>>>
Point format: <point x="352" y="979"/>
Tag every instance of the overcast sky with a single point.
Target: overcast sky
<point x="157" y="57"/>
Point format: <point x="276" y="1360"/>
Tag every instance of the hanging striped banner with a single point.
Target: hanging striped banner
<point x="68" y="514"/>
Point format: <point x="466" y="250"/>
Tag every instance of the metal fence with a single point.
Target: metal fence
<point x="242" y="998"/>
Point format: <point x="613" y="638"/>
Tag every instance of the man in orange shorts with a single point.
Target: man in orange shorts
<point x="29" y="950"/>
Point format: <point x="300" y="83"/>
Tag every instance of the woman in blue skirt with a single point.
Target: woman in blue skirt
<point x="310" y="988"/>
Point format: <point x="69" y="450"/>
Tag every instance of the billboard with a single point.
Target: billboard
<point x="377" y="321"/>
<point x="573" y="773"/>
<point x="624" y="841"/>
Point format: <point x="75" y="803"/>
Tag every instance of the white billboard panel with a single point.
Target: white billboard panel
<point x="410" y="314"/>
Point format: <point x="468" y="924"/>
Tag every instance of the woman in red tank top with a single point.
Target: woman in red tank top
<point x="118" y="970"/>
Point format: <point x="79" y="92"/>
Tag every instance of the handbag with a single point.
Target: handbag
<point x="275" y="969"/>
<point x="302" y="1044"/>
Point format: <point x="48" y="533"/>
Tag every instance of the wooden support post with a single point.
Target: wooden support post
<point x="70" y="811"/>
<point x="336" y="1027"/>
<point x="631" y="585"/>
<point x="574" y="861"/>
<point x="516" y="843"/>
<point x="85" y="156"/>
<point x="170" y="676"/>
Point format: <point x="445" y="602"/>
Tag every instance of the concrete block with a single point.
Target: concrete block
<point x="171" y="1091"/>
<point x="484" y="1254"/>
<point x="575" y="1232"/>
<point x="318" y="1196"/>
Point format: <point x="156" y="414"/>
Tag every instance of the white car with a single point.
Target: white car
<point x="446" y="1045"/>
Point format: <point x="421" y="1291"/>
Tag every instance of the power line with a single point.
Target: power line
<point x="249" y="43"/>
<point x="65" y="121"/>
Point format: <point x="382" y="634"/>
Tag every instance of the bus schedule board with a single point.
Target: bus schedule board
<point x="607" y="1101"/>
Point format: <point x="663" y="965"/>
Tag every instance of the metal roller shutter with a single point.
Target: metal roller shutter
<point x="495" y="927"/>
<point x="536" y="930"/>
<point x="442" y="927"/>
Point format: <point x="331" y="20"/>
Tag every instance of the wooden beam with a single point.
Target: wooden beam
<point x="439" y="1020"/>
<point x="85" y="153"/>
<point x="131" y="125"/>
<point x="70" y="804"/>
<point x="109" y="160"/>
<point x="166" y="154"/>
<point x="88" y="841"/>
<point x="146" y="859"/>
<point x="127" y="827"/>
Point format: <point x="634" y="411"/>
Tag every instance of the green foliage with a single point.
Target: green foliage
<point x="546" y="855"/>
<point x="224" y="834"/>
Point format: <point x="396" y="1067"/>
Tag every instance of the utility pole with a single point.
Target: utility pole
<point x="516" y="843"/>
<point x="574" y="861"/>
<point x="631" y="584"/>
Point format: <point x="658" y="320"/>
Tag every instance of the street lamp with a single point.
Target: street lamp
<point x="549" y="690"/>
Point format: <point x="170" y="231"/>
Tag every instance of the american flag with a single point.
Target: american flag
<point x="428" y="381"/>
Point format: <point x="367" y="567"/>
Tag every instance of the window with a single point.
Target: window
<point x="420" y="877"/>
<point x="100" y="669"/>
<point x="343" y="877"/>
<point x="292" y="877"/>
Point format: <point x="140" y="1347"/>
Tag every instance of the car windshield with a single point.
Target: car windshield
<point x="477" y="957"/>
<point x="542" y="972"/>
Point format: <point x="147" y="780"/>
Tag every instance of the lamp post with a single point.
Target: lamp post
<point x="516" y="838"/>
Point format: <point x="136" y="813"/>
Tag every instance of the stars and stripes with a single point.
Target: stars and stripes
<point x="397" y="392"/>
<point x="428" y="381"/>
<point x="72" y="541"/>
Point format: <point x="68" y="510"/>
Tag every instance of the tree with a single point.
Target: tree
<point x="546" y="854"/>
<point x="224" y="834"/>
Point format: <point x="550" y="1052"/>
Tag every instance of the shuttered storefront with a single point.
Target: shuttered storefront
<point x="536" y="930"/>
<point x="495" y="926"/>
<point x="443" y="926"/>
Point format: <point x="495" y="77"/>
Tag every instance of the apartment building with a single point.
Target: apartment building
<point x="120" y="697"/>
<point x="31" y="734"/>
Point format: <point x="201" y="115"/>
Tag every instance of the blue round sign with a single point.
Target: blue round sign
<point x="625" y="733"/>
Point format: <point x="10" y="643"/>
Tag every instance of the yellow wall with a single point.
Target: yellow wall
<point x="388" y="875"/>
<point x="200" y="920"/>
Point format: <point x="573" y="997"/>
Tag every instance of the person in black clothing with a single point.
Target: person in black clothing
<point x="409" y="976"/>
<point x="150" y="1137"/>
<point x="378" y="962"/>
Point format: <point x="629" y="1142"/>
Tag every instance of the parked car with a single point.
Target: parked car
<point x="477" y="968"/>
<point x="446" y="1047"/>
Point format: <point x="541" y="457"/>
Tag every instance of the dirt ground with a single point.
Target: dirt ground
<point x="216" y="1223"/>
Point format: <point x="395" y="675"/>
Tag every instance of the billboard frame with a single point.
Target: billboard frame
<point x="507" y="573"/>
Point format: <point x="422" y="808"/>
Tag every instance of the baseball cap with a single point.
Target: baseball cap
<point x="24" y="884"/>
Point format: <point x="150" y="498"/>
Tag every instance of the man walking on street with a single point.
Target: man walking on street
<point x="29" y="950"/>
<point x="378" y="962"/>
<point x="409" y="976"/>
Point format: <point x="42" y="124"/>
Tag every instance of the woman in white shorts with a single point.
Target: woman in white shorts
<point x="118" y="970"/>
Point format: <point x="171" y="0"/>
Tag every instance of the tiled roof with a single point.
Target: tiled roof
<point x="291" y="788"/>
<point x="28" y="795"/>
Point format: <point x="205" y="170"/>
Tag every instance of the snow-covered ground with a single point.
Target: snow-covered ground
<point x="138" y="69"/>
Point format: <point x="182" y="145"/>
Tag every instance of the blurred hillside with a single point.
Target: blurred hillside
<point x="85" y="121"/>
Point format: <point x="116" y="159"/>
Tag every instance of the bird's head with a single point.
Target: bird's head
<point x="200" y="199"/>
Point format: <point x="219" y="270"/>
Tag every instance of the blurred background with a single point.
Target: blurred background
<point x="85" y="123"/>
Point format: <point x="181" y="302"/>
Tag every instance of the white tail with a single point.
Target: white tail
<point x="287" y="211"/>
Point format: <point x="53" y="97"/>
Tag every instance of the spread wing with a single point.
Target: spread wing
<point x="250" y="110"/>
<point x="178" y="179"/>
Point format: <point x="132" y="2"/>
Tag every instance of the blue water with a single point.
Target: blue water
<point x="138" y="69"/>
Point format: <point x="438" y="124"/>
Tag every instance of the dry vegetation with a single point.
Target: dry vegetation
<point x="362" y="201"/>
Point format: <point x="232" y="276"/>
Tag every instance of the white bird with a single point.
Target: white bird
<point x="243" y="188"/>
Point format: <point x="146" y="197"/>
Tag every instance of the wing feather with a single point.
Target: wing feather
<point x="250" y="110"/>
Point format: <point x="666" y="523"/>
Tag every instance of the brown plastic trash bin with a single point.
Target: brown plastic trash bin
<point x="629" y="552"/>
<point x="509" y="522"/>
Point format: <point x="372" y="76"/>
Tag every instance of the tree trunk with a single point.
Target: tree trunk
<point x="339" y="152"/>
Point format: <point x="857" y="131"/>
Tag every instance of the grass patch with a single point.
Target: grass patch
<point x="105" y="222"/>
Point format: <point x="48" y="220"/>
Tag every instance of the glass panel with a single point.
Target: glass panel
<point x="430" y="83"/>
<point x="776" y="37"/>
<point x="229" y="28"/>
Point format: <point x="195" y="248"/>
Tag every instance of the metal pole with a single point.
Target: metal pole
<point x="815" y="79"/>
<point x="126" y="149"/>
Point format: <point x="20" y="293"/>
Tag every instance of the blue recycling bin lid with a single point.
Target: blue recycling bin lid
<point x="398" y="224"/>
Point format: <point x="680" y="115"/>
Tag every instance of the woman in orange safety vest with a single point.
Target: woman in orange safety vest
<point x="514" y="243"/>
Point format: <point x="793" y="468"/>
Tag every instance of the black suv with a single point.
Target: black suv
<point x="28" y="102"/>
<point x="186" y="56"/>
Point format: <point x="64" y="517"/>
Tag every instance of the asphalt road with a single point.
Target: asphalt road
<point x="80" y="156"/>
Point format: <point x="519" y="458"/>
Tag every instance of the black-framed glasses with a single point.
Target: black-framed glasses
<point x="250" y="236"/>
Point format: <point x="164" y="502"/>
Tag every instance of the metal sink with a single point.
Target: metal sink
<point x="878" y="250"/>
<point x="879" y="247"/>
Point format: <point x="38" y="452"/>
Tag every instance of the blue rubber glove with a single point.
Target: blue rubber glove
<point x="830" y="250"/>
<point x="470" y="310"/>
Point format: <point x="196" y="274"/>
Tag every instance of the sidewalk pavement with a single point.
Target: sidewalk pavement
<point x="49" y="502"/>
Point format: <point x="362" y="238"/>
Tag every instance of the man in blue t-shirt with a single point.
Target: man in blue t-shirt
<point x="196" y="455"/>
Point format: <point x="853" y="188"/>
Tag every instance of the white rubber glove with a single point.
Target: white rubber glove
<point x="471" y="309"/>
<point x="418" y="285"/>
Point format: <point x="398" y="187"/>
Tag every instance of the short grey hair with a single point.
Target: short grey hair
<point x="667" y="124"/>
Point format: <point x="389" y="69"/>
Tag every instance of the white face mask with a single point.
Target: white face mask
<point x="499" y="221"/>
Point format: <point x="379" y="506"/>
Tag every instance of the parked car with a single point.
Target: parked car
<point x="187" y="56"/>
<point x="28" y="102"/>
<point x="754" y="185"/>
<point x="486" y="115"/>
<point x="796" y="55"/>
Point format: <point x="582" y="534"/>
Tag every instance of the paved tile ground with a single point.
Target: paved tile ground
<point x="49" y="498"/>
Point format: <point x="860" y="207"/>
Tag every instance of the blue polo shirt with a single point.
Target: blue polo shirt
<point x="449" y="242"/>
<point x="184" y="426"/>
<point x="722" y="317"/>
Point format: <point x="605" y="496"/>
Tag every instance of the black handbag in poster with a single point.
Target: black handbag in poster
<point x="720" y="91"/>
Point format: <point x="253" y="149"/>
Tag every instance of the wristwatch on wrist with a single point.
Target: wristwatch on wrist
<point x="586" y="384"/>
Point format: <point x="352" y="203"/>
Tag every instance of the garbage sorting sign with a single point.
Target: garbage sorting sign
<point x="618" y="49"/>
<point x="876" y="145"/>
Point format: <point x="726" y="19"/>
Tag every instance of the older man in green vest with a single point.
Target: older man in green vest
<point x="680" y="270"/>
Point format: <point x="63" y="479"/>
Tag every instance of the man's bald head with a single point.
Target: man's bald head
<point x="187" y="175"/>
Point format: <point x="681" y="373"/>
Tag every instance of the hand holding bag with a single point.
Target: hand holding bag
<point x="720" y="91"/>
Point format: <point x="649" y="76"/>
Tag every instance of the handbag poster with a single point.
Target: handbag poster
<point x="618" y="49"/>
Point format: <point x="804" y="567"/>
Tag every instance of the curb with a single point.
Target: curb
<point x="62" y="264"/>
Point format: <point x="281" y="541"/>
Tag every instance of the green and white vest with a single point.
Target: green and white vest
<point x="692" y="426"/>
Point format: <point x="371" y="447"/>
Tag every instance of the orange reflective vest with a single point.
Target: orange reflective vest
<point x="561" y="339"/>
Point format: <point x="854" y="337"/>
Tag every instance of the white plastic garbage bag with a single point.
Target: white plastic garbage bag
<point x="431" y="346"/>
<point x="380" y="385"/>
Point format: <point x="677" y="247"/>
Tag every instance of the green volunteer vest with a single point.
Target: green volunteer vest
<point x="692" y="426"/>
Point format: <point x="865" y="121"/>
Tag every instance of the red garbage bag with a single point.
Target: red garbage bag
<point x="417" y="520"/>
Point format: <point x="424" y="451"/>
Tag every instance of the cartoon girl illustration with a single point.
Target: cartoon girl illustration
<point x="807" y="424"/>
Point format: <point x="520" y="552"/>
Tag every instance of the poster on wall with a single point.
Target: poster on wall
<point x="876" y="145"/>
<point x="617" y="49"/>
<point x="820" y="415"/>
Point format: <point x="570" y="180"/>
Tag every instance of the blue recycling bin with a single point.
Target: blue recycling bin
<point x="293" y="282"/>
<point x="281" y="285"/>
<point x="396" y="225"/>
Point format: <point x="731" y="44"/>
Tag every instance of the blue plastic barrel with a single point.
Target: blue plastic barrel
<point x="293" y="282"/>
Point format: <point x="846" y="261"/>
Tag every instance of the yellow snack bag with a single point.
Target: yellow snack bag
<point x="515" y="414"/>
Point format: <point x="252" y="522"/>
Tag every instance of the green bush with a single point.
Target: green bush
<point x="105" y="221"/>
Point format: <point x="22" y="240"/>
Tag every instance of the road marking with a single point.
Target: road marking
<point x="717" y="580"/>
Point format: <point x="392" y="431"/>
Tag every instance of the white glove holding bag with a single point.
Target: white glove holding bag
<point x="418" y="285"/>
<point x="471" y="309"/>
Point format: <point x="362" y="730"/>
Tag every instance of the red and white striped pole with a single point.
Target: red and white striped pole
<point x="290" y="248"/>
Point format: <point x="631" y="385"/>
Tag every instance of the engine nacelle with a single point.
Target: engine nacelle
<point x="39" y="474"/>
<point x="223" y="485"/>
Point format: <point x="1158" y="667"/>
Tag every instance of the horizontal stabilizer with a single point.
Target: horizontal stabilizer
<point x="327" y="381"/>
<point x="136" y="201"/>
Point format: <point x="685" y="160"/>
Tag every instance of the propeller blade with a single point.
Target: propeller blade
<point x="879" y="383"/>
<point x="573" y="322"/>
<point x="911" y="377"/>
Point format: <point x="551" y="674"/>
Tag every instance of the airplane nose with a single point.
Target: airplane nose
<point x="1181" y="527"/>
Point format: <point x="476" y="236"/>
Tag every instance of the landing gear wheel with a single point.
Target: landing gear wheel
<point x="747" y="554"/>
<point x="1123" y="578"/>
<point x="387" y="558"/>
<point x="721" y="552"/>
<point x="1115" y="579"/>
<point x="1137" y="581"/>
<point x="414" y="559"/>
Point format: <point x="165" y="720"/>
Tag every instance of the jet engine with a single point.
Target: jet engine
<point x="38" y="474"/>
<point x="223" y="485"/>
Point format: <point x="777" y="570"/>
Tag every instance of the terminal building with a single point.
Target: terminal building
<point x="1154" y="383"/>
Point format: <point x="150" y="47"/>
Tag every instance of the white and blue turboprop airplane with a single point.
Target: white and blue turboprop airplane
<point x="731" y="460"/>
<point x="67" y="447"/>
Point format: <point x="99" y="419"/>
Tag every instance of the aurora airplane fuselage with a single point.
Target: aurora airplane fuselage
<<<
[SHORT PROBLEM]: Count the lines in the listing above that contain the string "holding", treating uppercase and lowercase as different, and give only the number.

[EXERCISE RESULT]: 4